#### Given data

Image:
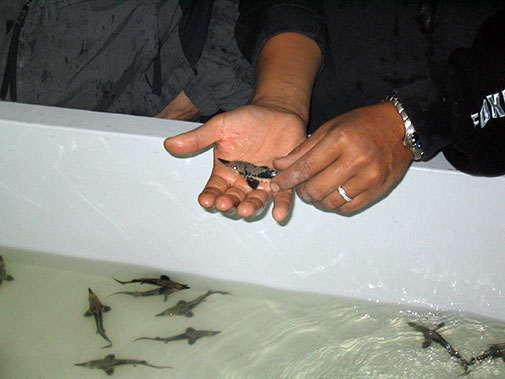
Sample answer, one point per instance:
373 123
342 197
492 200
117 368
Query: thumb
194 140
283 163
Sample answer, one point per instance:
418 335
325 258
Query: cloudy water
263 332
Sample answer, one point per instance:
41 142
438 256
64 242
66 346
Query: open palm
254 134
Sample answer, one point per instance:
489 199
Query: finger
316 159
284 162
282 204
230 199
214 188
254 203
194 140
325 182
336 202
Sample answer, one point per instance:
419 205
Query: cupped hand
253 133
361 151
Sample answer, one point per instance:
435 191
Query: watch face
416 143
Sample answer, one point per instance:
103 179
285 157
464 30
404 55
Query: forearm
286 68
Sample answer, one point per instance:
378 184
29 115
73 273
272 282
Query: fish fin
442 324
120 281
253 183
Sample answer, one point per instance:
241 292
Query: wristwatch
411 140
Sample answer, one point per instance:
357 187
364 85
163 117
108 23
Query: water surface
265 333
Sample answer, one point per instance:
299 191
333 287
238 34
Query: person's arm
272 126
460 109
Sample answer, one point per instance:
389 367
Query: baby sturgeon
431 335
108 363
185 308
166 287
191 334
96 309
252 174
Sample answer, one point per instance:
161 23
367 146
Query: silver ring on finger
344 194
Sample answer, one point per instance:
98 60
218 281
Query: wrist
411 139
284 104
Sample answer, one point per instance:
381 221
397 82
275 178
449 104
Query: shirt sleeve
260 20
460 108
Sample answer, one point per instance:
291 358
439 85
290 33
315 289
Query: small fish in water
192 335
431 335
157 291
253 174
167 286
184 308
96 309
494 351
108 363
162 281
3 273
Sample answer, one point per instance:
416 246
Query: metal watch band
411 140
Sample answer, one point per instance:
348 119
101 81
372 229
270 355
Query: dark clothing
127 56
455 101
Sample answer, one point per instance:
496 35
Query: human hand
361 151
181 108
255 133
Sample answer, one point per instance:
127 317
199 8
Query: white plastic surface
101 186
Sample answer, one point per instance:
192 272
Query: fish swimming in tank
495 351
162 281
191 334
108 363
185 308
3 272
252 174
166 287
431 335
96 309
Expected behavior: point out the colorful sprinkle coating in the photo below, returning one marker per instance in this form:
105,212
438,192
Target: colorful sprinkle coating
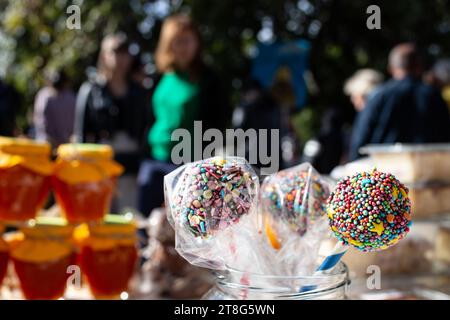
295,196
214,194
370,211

########

* **Exercise description**: Without including the pictures, return each record above exactly as it stands.

* **Finished exercise**:
Image:
Sample answer, one point per instance:
373 123
342 197
492 200
117 368
Query: thumb
194 140
283 163
Sample answer, one point per instance:
418 335
325 258
Query: cloudy water
263 332
Sample answer, one point per instance:
41 142
438 256
64 242
66 346
Query: open palm
254 134
Sample answer, one point per instance:
489 199
Query: finger
316 159
284 162
282 204
230 199
214 188
254 203
194 140
325 182
336 202
Sample answer, one point per instance:
419 205
Query: cupped hand
253 133
361 151
Sample answer, one point per instance:
435 191
Query: watch face
416 143
Sample answer, one point per instance:
103 179
285 157
464 30
404 55
Query: forearm
286 68
Sample answer, one point per instance:
378 184
29 115
73 273
272 282
Query: fish fin
442 324
120 281
253 183
Sample answer, one point per instance:
241 292
Query: wristwatch
411 140
Sample answer, one point per instance:
357 187
364 85
163 117
108 23
Query: water surface
265 333
Sample answer, one point per instance:
299 191
333 287
238 34
Query: person's arm
272 126
460 109
Sample answer, one point per instance:
389 367
Query: baby sturgeon
431 335
108 363
185 308
166 287
191 334
96 309
252 174
Sample answer, one point per instance:
161 23
367 146
Query: silver ring on finger
344 194
Sample answer, one point per instance:
98 60
218 281
Query: wrist
411 139
284 104
Sample answer, one point per instance:
381 221
397 82
275 178
449 104
Query: shirt sleeve
260 20
460 108
Sample answer, one point per instance:
291 358
439 85
290 33
315 289
Query: small fish in water
192 335
431 335
157 291
253 174
167 286
184 308
96 309
494 351
108 363
162 281
3 273
Sample answer, one point per instance:
416 246
Query: metal watch band
411 140
Sample answer, one point per instance:
348 119
101 81
372 229
270 355
Query: dark clothing
127 56
455 101
Sample answer, one point per instance:
496 35
Query: human hand
361 151
181 108
255 133
Sample answer, one point per instance:
127 317
199 8
Query: white plastic surface
101 186
Sample answer, one point per instance:
192 272
Query: fish swimming in tank
495 351
162 281
191 334
108 363
185 308
3 272
252 174
166 287
431 335
96 309
Expected behavior: point out the colorful sprinkle coating in the photo below, returning one marker per instance in this form:
105,212
438,192
Target: colorful sprinkle coating
295,196
214,194
370,211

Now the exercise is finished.